Brief: Without including any image, repeat every record exactly.

Data records:

........

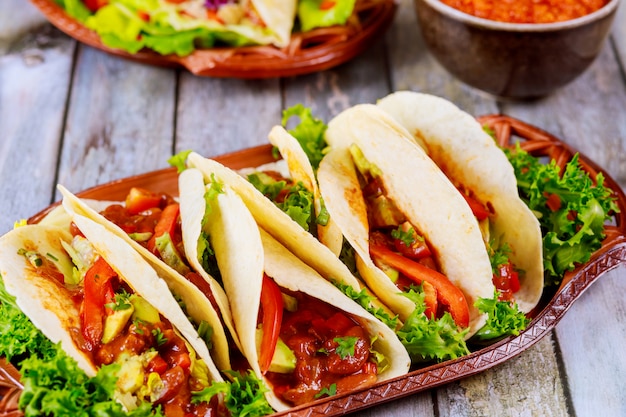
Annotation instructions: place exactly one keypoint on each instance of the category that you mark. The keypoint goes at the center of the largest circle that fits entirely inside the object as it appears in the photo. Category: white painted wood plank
(591, 337)
(35, 67)
(120, 120)
(217, 116)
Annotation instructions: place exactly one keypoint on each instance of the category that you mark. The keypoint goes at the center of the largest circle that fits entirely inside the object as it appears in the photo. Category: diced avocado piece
(131, 374)
(392, 273)
(384, 213)
(289, 303)
(365, 167)
(284, 360)
(140, 237)
(170, 255)
(115, 323)
(143, 310)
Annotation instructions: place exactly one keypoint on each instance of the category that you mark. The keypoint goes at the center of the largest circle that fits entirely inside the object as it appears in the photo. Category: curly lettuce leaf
(244, 396)
(324, 13)
(504, 318)
(54, 385)
(426, 340)
(309, 132)
(571, 209)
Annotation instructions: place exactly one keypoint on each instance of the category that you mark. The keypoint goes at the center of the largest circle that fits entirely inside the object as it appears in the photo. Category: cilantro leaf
(327, 391)
(345, 346)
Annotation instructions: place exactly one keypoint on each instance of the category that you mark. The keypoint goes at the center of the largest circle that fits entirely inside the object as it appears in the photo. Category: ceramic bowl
(513, 60)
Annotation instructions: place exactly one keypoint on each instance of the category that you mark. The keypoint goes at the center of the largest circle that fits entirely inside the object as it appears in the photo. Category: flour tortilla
(245, 252)
(48, 303)
(420, 191)
(198, 305)
(301, 171)
(276, 222)
(472, 159)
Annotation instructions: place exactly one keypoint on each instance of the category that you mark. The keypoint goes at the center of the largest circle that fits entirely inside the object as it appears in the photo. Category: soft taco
(88, 290)
(474, 163)
(283, 228)
(404, 219)
(178, 27)
(290, 319)
(151, 224)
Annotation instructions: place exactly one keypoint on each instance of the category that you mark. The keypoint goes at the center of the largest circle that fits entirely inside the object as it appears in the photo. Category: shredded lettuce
(425, 339)
(244, 396)
(504, 318)
(54, 385)
(309, 132)
(573, 228)
(324, 13)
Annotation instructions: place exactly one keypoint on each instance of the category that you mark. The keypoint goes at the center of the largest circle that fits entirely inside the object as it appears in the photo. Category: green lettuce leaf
(324, 13)
(574, 228)
(504, 318)
(425, 339)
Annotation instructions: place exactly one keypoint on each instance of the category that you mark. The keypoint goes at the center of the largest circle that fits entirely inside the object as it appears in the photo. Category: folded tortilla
(246, 252)
(198, 304)
(48, 300)
(278, 223)
(471, 158)
(301, 171)
(420, 191)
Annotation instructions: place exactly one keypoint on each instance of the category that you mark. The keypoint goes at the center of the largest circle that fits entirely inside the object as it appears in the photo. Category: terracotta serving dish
(513, 60)
(550, 310)
(308, 52)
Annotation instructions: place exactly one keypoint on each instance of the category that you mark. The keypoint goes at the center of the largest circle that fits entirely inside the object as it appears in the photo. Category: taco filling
(401, 252)
(117, 326)
(309, 349)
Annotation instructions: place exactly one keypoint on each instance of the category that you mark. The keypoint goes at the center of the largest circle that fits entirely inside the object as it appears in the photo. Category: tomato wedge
(140, 199)
(97, 284)
(447, 293)
(272, 305)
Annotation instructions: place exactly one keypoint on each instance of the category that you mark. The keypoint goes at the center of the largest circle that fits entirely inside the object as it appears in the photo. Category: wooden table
(70, 114)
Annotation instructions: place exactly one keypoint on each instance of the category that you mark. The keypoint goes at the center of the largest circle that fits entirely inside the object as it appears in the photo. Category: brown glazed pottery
(513, 60)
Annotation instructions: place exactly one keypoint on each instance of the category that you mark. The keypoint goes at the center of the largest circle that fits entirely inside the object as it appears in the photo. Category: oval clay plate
(308, 52)
(550, 310)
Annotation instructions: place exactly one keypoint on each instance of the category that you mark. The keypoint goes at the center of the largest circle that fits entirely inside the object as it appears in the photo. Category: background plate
(547, 314)
(311, 51)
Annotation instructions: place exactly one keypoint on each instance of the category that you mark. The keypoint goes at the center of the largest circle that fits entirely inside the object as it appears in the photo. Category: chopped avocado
(289, 303)
(170, 255)
(140, 237)
(284, 360)
(143, 310)
(365, 167)
(392, 273)
(115, 323)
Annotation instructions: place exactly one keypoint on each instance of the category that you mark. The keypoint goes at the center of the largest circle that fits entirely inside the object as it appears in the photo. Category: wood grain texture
(120, 120)
(35, 67)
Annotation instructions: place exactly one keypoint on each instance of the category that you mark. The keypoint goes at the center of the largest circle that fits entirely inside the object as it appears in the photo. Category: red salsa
(527, 11)
(332, 352)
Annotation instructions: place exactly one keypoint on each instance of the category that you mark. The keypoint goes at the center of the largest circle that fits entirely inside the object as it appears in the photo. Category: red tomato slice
(447, 293)
(272, 305)
(97, 284)
(140, 199)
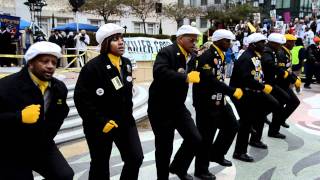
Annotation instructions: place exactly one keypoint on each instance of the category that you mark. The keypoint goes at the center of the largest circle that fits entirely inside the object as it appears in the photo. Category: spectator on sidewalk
(32, 109)
(82, 41)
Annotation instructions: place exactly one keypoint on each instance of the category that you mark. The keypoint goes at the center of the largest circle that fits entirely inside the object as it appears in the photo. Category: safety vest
(295, 54)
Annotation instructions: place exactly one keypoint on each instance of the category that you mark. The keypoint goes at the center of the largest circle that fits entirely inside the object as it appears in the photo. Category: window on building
(44, 25)
(137, 27)
(203, 23)
(204, 2)
(151, 28)
(61, 21)
(95, 22)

........

Written answer:
Annotation instructions: place exactly one keypoint on each instance of the category that you mark. The keypoint goes at the center of the largest circle that fits entirely inside the object as it appears in the photo. Category: white painted wood plank
(591, 337)
(35, 67)
(120, 120)
(217, 116)
Annotation instructions: place exactly one keypoint on each instance of the category that you mark. The keypoint goes at the center of the largest circle that fits entirely inside the object as it appears in the photo. Category: diced avocado piece
(131, 374)
(392, 273)
(384, 213)
(289, 303)
(365, 167)
(284, 360)
(140, 237)
(170, 255)
(115, 323)
(143, 310)
Annotation instructions: place exactly one keypoint on each instance of the category that you mark. The keypoint goes at the center of the largest circle that fits entirely inside the object as it appears in the photo. Category: curly lettuce leaf
(244, 396)
(324, 13)
(504, 318)
(54, 385)
(426, 340)
(309, 132)
(571, 209)
Annotation instructions: place exactly one keypoint on each instance of the category that you mark. The keypoint goes at the center of the largest circle that fits entirely inside the object as it appears in the photo. Category: cilantro leaf
(327, 391)
(345, 346)
Annotation instructions: place exactly one keypoint on each instance of the category that you mark. The keypoint goes at the center of the largest circle that fits entirely inside the object as it appears in the photo. Category: ceramic bowl
(513, 60)
Annotation instructions: place exactly one keypoint on each instance of the category that you mark. The keypoint goes at the center of the largest circle that fits entirely inside the object as it appears in the photo. Category: flour tortilla
(245, 252)
(48, 303)
(420, 191)
(198, 305)
(301, 171)
(276, 222)
(472, 159)
Annotation instructions: place exactly one keypoint on each instance of the category that you mark. The keypoint goes at the center of the largest circle that fits entirely inside the object as it appears in the photo. Category: soft taco
(88, 290)
(474, 163)
(283, 228)
(404, 219)
(178, 27)
(290, 319)
(151, 224)
Annotation instructions: place exactly one keypoint on each instance of the category that you mark. The keypoint goes at the center of the largest circle that fits entirely inside the object as it appears in the photo. Category: shredded lettuce
(425, 339)
(244, 396)
(504, 318)
(54, 385)
(309, 132)
(573, 228)
(324, 13)
Annotation instructions: place exactly one keypoint on each instance of the category that you mark. The keypoint goes at the center of the largest circle that fits entirely inside the object as it appears in the photo. Category: green lettuce leaf
(324, 13)
(574, 228)
(504, 318)
(425, 339)
Annotation instructions: place exactly one keypoint on each instance of the category that you mark. The keypoint goes at the center of the largest circle that fits entirely inside the object as it appears in the photo. Category: folded tortilla
(246, 252)
(198, 304)
(48, 300)
(278, 223)
(471, 158)
(301, 171)
(420, 191)
Annotation instructions: place exactly one keypoint on each instance of the category that you mark. The keypoint goes at the center of the largest circle that fits entirely inside the object as it appears in the photo. Category: terracotta serving dish
(513, 60)
(550, 310)
(308, 52)
Annotation instructions: place exactly one keypoint on each instance of the category that you mark. The keypoint goes at the center of the largest circle that fits entirely inside the object as it appears in the photo. Category: taco filling
(401, 252)
(117, 326)
(309, 349)
Annotation instructions: place exactly one keypoint on each instance of the category that you mark. The keypoint goes at the center of the largest circle that fits entirely inside the object as it appears in the photo. Category: tomato wedge
(140, 199)
(97, 284)
(447, 293)
(272, 305)
Annotation instructions: place exactly one keypoint on each instance of the category that you mark. The keypoint goes at the center of the largest circle that fits entirely inside the object as it appears in the photo. Category: wooden table
(70, 114)
Annotation instructions: place exactly one keypoint on each instance of the category that you mark. The keypoint goes at the center of the largest circle that fits entirely inside the object as it appears in the photo. Category: brown glazed pottery
(513, 60)
Annotation instructions: place exactly one keypoint on each instance of the category that you mark. The keypoint goes at the center of the largest circle that fits entirely inside the object as it appears in the photo. Category: oval clay plate
(308, 52)
(550, 310)
Annotation instructions: place exactly one keypoint on each instance of the category that you mark. The keypoint goes at the center of the largest circle that fits entirely inside the object as it appears in the photo. Category: background plate
(547, 314)
(311, 51)
Annotation instructions: place exactly one keypoint on each instance of the category that you mark. The keypoint goes at the center of the largest circle that fits entirely inside the object as it appears in the photo. Category: chopped avocado
(289, 303)
(170, 255)
(140, 237)
(284, 360)
(143, 310)
(365, 167)
(392, 273)
(115, 323)
Annotation instructions: place exactly one keypoint on each instance of the category that you mark. The keypoint goes at the center of the largest circle that fits entirely inside the object as it appears in the photo. Category: wood grain texture
(120, 120)
(35, 67)
Annotation instructions: place exactly one keypoint on each instance of the category that you mark. The keypoint goes at the center of the largest circle that fits entirely inside the object as it appears in the photo. Category: red salsa
(527, 11)
(332, 352)
Annotation instructions: place exactly one keypoint on each instance of the category that you mark. The keypoint goes at the center of the largest circle that fits entirely inside the object as it appears in the photo. Category: red tomato slice
(447, 293)
(272, 305)
(97, 284)
(140, 199)
Annotation instructions: place exactly one keypoint on each instance of the category that you mark. The keypoint goes at the center of the largest circle that fits entirely inside the object as it appears in the photo. Category: spectator on sidewalk
(32, 109)
(82, 41)
Annotation instructions: place exactly one keypoint on each instance of the category that you mark. The keypoint goes at the center of the largest circle that fits entirely inside the object as it appears in the photo. Category: safety vest
(295, 54)
Annotation instructions: place exactly one keypoint on each instance of the category that you mark. The keypoint goes at the center of the largest circle that fits entirely inside the object as it appears in the photo. Category: window on building
(44, 25)
(137, 27)
(203, 23)
(204, 2)
(151, 28)
(61, 21)
(95, 22)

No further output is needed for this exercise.